§ Page extract:

◇ ◇ ◇ ◇ ◇

Undetermined, but based on truths

 

The following account, which claims to be from the mission journal of Elder Scott Anderson, has been making the rounds by email for several years.

 

Do We Really Know What We Have?

As written by Scott Anderson in his journal.

 

We had an unexpected moment in the mission field. We knocked on a door and a lady said something to us we had never heard, "Come in". Now remember, I was a German missionary. This never happened to us, not even the members would say that to us. At this point suddenly this dear lady invited us in. My companion said, "Do you know who we are?" "You want to talk religion, don't you?" she said. "Yes we do" explained my companion.  

 

"Oh, come in. I've watching you walk around the neighbourhood. I'm so excited to have you here. Please come into my study." We went in and seated ourselves and she sat down behind the desk.

 

She looked at us with a smile, then pointed to three PhD's hanging over her head. one in theology, the study of religion, one in Philosophy, the study of ideas, and one in European History specializing in Christianity. She then kind of rubbed her hands together and said, "Do you see this row of books here?" We looked at a well arranged row of books. She then said, "I wrote them all. I’m the Theology professor at the University of Munich. I’ve been doing this for 41 years. I love to talk about religion. What would you like to discuss?" My inspired companion said, " we'd like to talk about the Book of Mormon." She said,

 

"I don't know anything about the Book of Mormon." He said, "I know". Twenty minutes later we walked out of the room. We had handed her a Book of Mormon and this trade off that we had been on was over. I didn't see this lady for another 8 1/2 weeks.

 

 

It was a small room filled with people, {when I saw her again}, as she was standing in the front dressed in white. This Theology professor at the University of Munich was well known throughout Southern Germany. She stood up in front of this small congregation of people and said, "Before I'm baptized I’d like to tell you of my feelings. In Amos 8:11 it says, there will be a famine in the work of God. I've been in that famine for 76 years. Why do you think I have three PhD's? I've been hungering for the truth and have been unable to find it. Then 8 1/2 weeks ago, two boys walked into my home. I want you to know these boys are very nice and wonderful young men, but they didn't convert me. They couldn't; they don't know enough." And then she smiled and said, "but since the day they walked in my door I have read the Book of Mormon, the Doctrine and Covenants, the Pearl of Great Price, all of Talmage's great writings, Evidence and Reconciliations by John A. Widtsoe and 22 other volumes of Church Doctrine." She then said something which I think is a challenge for everyone of us here. She said, 'I don't think you members know what you have."

◇ ◇ ◇ ◇ ◇

Pointing dataset records

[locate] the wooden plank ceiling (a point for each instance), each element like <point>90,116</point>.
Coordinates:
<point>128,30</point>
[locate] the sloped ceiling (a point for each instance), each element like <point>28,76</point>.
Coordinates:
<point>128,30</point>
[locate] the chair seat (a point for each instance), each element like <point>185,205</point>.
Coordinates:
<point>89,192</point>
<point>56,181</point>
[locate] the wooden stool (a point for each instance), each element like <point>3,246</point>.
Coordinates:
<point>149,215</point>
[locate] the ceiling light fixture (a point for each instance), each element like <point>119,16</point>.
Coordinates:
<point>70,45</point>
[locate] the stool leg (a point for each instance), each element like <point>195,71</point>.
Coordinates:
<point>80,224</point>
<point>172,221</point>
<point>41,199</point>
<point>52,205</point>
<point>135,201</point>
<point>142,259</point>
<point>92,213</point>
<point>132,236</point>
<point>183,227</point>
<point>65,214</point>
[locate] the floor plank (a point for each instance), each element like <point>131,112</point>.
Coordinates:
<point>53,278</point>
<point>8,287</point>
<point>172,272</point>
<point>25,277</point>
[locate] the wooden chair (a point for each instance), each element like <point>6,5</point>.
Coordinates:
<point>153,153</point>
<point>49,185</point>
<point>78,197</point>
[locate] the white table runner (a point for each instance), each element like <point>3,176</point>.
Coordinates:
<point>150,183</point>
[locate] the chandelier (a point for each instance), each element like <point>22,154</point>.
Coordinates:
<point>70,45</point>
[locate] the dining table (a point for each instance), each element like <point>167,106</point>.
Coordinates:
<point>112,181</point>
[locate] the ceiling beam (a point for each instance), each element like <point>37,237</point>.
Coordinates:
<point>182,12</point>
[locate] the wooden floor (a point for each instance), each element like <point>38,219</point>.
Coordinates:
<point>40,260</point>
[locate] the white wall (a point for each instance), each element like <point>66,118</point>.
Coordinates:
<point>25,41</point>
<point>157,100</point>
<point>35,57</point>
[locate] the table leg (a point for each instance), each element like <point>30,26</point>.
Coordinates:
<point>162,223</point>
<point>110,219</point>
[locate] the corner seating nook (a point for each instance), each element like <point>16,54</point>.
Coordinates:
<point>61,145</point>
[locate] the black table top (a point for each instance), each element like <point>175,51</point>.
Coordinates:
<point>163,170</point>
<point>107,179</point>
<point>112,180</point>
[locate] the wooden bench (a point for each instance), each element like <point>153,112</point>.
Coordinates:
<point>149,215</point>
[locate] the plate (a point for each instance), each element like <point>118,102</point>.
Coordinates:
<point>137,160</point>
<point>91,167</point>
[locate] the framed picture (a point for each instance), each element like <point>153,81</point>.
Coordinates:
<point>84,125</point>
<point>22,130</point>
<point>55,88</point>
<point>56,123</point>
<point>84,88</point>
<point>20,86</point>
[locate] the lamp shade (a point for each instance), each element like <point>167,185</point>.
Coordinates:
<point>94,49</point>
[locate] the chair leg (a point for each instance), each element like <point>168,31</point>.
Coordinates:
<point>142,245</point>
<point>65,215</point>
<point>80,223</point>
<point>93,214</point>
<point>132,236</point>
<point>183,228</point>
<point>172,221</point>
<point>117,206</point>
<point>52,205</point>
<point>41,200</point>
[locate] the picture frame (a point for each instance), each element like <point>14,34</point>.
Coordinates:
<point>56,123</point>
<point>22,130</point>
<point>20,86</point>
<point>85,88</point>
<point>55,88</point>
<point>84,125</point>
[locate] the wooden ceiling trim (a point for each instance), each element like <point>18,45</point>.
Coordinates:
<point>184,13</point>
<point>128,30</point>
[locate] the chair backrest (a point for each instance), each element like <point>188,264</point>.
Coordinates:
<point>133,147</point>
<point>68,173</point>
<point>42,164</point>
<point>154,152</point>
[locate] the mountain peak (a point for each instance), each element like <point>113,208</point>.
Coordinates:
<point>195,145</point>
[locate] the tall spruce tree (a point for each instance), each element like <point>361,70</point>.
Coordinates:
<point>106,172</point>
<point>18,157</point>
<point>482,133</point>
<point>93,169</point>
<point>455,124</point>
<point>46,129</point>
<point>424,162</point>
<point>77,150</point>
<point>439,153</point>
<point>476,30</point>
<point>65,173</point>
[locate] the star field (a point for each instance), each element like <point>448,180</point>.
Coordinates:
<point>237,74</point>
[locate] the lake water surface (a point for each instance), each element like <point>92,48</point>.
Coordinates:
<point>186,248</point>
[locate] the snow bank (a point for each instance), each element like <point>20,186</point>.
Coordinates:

◇ ◇ ◇ ◇ ◇

§ Task directions: In the missionary journal account, how many years had the Theology professor at the University of Munich been in that work?

§ Result of this task: 41 years